▶ **Short task 1**:
Write out the passage of the TTS ECU thread below that begins with the words containing "## adolfitoVR6 (Mar" and ends with "voided. Any thoughts?".

##### Text block #####

# Tts ecu



## Woj (Oct 23, 2000)

As it turns out, the ECU is locked and encrypted so that it is highly unlikely that APR, Unitronic , REVO will have any software available for tuning the TTS before summer ... :banghead:

Anybody with any news, post it please !


----------



## adolfitoVR6 (Mar 18, 2006)

bad news Im in the same position now, no more than wait


----------



## Pretarion (Jun 13, 2003)

Are you guys not worried about the TD1? Hard to justify spending $52k+ on a vehicle and then have your warranty voided. Any thoughts?


----------



## hxrpz (Dec 29, 2015)

*APR Stage 1 - UK*

APR have recently travelled over to the UK and have developed their map for the TT-S (8S) using my car  It should be coming to the market soon!


----------



## Woj (Oct 23, 2000)

Could be that Audi is locking the ECU to prevent liability issues,but, I suspect that somebody will pull the ECU out and figure out how to access it. More like 55+K actually.


----------



## hxrpz (Dec 29, 2015)

*Locked ECU*

APR have now managed to get into the ECU. My TT-S (8S) was remapped to stage 1 just over two weeks back as the development car. 

The car drives like an absolute dream. I'd expect the software to be released to the market shortly


----------



## Woj (Oct 23, 2000)

Sounds good. I have been pestering APR in regards to an update as I have found the TTS less lively than my tuned Golf R which I had traded in....


----------



## Woj (Oct 23, 2000)

Well, apparently, timetable is still for mid to late 2016. :banghead:


----------



## tdi-bart (Feb 10, 2011)

Woj said:


> Well, apparently, timetable is still for mid to late 2016. :banghead:


its out


----------



## Woj (Oct 23, 2000)

Actually, it isn't .... dealer tried yesterday. No go. they want the ECU.


----------

#####

▶ **Short task 2**:
Give again, unchanged, the rows below that start at the line containing "Can you see the white" and end at the line containing "pixel 108 255", both included.

##### Available data #####

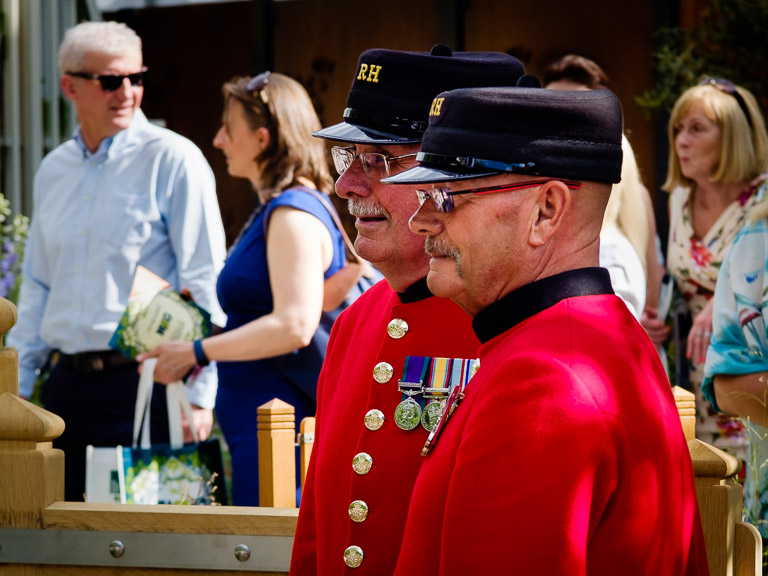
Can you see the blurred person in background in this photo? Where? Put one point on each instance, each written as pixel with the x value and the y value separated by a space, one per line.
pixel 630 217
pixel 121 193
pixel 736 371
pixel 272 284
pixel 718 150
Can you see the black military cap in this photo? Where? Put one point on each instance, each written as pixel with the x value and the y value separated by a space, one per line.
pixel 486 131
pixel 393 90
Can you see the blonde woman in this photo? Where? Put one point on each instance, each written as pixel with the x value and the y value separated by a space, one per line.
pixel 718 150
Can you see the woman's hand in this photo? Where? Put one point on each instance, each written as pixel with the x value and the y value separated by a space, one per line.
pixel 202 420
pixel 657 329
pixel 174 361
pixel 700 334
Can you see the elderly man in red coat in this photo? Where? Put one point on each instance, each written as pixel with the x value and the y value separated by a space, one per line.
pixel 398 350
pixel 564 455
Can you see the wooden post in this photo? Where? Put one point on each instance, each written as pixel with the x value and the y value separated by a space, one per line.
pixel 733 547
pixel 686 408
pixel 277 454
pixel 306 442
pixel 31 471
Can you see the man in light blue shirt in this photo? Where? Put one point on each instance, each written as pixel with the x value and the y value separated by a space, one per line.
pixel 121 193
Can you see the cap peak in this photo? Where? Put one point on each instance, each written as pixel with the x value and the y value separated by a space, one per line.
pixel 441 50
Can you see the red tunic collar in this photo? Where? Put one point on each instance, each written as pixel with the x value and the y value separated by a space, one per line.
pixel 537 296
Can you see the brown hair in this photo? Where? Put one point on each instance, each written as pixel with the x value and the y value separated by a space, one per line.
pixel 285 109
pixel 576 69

#####
##### Available data #####

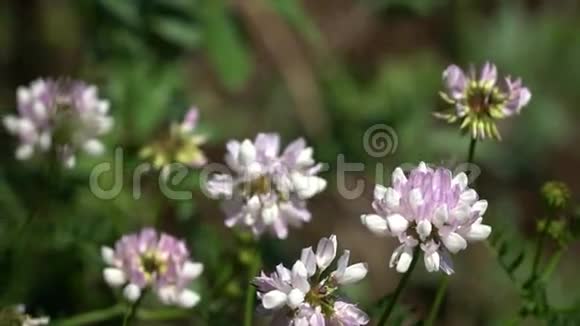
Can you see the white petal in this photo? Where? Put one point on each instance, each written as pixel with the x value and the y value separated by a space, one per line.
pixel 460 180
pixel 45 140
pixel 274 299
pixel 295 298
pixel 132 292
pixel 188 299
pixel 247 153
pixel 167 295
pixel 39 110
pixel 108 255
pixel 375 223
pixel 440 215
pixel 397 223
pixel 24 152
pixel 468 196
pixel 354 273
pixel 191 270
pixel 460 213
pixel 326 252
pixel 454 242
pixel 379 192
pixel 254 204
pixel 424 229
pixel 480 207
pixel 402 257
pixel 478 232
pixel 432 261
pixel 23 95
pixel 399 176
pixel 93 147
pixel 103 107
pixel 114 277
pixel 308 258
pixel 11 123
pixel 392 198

#####

▶ **Final result 1**:
## adolfitoVR6 (Mar 18, 2006)

bad news Im in the same position now, no more than wait


----------



## Pretarion (Jun 13, 2003)

Are you guys not worried about the TD1? Hard to justify spending $52k+ on a vehicle and then have your warranty voided. Any thoughts?

▶ **Final result 2**:
Can you see the white petal in this photo? Where? Put one point on each instance, each written as pixel with the x value and the y value separated by a space, one per line.
pixel 460 180
pixel 45 140
pixel 274 299
pixel 295 298
pixel 132 292
pixel 188 299
pixel 247 153
pixel 167 295
pixel 39 110
pixel 108 255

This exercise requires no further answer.